Tasks and exercises:
• 1. In the pole saw thread, what share of all cuts in a given week of climbing does ATH say the pole saw should account for?
• 2. Please copy out the rows from the line that contains "segment sky, all instances" through the line that contains "Return the outline of every instance of the sky.".

Selection:
--- Start ---
Uh oh now Murph is gonna launch; I'm runnin for cover....


----------



## ATH (Jan 20, 2009)

treeseer said:


> ......I think the tree'd rather try to seal a 4 2" rips than one 5" collar cut.....


let's just assume the 2" diameter branches only tear one inch - so that makes 4 cuts at 2"x3" (6sq inches each) for a total of 24 square inches of exposed wood. A 5" circle has 19.6 square inches of exposed wood -- and that says nothing for the physiology of how a tree heals.

I'm not saying I don't use a pole saw in the tree, but I try hard not to bring it up. I also recognize that once it is up there, I get lazy and start using it on branches I'd easily climb out to if the pole was on the ground...

My bottom line: it has its place in the tree, but if I had to put a number on it, I'd say less than 10% of all cuts in any given week of climbing.

I get the most use out of my pole saw on the ground for trees "too small" to climb (as in it is not worth getting geared up, etc... to cut 5 branches), but too big to reach from the ground. MUCH better control of the saw and the quality of cut when I can start it at one point, move to the other side to finish it, then make a final cut to remove the stub. It still leaves more tears than I'd like.. Maybe 1 in 15 of the cuts made have some minor tears while 1 in 50 has what I call an ugly tear. I have not had an "unacceptable" tear from the pole saw yet - maybe that is because I am more cautious and hesitant to make those boarderline cuts with the pole.


----------



## PurdueJoe (Jan 20, 2009)

I've worked for bosses on both sides of this debate. The side against said that if you need a pole saw instead of climbing to cut it then its so small its not worth cutting. The side for said that all that climbing was a waste of time when you can stay in one spot and make all the same cuts. Granted the boss who hated pole saws was in his 30's and the other was in his 50's so I have a feeling I will like them a lot more once I gain some years too.


----------



## Tree Machine (Jan 20, 2009)

treeseer said:


> those nuns worked our minds and it was good!
> 
> TM I can't believe you're saying this, knowing your strength. I'll chalk your fatigue up to poor ergonomics and lack of using those muscle groups.



Nuns working your minds? I'd like to see a picture of that!


----------



## Tree Machine (Jan 20, 2009)
--- End ---
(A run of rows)
--- Start ---
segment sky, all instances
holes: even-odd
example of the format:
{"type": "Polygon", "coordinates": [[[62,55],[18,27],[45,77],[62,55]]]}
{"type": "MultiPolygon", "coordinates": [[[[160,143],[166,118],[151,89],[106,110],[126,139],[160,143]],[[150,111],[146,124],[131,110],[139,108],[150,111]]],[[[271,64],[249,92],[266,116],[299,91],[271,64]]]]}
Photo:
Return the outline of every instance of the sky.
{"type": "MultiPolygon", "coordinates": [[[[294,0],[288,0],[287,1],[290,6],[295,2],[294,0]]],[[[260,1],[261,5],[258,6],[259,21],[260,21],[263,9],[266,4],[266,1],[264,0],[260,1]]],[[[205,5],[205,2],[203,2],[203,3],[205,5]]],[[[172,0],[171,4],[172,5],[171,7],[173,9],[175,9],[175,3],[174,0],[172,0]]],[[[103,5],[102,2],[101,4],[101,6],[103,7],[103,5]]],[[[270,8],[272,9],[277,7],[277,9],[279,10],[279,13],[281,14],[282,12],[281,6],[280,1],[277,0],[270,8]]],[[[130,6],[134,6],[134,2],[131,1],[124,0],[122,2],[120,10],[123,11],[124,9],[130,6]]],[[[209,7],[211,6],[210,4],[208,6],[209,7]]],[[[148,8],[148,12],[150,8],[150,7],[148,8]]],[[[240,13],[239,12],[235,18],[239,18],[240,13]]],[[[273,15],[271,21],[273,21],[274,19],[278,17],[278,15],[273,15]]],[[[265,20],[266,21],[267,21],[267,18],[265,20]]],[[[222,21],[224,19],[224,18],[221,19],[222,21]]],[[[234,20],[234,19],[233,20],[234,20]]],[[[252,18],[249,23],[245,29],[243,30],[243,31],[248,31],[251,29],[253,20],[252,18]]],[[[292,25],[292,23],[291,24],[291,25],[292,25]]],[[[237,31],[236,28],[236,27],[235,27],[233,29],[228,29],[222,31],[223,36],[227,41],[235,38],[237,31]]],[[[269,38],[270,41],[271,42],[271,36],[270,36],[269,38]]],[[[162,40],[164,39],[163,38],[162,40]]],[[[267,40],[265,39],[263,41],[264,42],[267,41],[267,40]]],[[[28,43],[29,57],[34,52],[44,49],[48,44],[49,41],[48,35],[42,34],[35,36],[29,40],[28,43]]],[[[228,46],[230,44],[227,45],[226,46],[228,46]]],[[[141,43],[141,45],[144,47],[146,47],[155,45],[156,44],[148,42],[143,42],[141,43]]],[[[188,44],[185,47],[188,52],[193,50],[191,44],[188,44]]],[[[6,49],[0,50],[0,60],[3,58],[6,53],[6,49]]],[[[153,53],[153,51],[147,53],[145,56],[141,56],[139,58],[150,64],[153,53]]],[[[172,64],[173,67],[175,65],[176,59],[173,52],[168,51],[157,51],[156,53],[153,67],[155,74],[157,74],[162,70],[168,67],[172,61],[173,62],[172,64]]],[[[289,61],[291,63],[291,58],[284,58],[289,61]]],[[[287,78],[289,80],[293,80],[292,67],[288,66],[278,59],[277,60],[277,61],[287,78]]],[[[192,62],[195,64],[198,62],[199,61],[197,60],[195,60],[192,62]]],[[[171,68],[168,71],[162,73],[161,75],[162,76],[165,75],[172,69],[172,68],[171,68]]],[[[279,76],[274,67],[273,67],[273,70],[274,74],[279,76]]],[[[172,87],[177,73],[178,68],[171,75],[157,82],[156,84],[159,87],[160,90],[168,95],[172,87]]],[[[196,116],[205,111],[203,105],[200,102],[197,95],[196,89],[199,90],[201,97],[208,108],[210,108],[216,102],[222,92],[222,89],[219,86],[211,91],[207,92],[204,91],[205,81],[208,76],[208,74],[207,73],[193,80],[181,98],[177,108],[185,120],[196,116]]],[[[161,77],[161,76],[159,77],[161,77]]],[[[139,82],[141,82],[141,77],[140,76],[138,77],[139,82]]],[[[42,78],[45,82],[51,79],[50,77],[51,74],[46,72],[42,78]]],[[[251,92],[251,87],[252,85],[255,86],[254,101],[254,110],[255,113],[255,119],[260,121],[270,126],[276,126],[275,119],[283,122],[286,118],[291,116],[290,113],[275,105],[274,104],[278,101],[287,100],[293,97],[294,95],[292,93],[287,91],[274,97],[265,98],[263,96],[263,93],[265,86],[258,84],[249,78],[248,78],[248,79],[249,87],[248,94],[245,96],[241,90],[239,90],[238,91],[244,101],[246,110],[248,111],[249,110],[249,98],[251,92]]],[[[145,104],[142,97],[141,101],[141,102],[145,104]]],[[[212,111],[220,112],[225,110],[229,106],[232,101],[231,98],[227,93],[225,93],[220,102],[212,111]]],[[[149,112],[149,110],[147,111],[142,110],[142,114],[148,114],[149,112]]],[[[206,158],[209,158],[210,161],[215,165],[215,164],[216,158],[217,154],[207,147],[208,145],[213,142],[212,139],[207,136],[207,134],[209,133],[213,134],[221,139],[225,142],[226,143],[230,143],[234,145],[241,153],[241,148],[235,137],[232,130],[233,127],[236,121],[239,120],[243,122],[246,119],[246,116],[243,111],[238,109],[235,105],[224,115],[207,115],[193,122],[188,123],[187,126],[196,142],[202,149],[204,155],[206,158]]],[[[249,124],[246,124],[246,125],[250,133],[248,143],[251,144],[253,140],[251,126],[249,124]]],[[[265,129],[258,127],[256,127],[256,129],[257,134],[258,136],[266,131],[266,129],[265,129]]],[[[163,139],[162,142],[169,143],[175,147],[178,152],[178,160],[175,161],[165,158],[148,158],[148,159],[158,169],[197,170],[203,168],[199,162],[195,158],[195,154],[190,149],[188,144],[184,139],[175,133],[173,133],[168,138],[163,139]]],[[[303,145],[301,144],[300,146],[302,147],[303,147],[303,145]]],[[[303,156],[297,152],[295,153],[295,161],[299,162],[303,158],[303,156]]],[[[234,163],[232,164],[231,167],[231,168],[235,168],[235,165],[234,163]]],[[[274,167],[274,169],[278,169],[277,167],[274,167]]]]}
--- End ---
--- Start ---
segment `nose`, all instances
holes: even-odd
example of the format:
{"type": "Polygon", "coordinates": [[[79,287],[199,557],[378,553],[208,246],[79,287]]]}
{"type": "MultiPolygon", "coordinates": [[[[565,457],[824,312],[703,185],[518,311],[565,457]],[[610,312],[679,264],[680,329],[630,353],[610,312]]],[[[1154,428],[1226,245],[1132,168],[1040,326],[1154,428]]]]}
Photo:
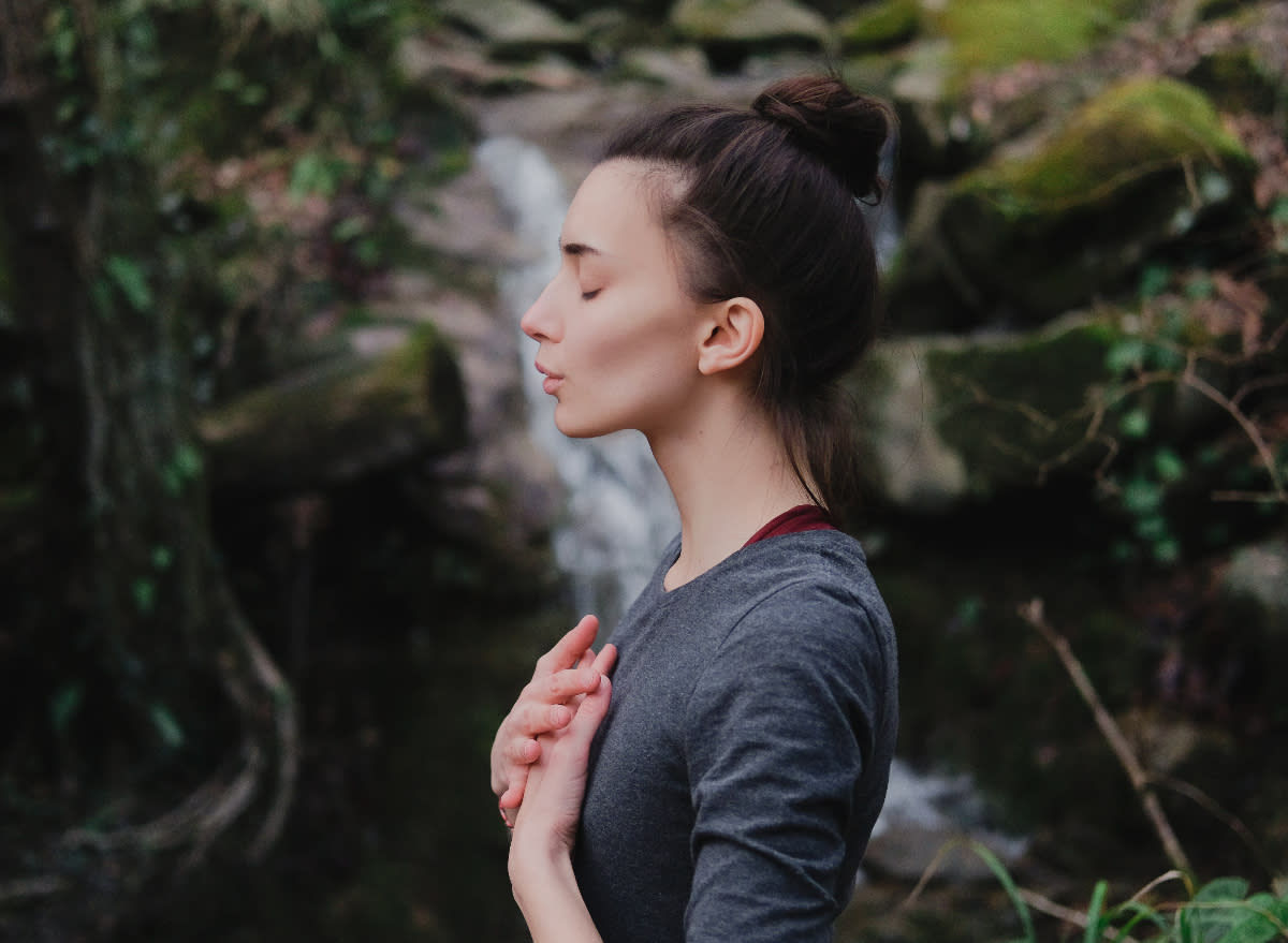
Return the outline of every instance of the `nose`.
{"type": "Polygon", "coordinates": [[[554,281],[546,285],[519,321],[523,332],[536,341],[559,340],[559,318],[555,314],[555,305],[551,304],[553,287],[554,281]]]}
--- End ---
Written responses:
• 1. Less than 10%.

• 2.
segment sky, all instances
holes: even-odd
example of the format:
{"type": "Polygon", "coordinates": [[[62,55],[18,27],[45,77],[62,55]]]}
{"type": "MultiPolygon", "coordinates": [[[[160,143],[166,118],[151,89],[106,110],[126,139],[160,143]],[[150,111],[146,124],[131,110],[139,108],[150,111]]],[[[271,64],[249,92],[266,116],[299,91],[271,64]]]]}
Photo:
Return the outline of every instance of the sky.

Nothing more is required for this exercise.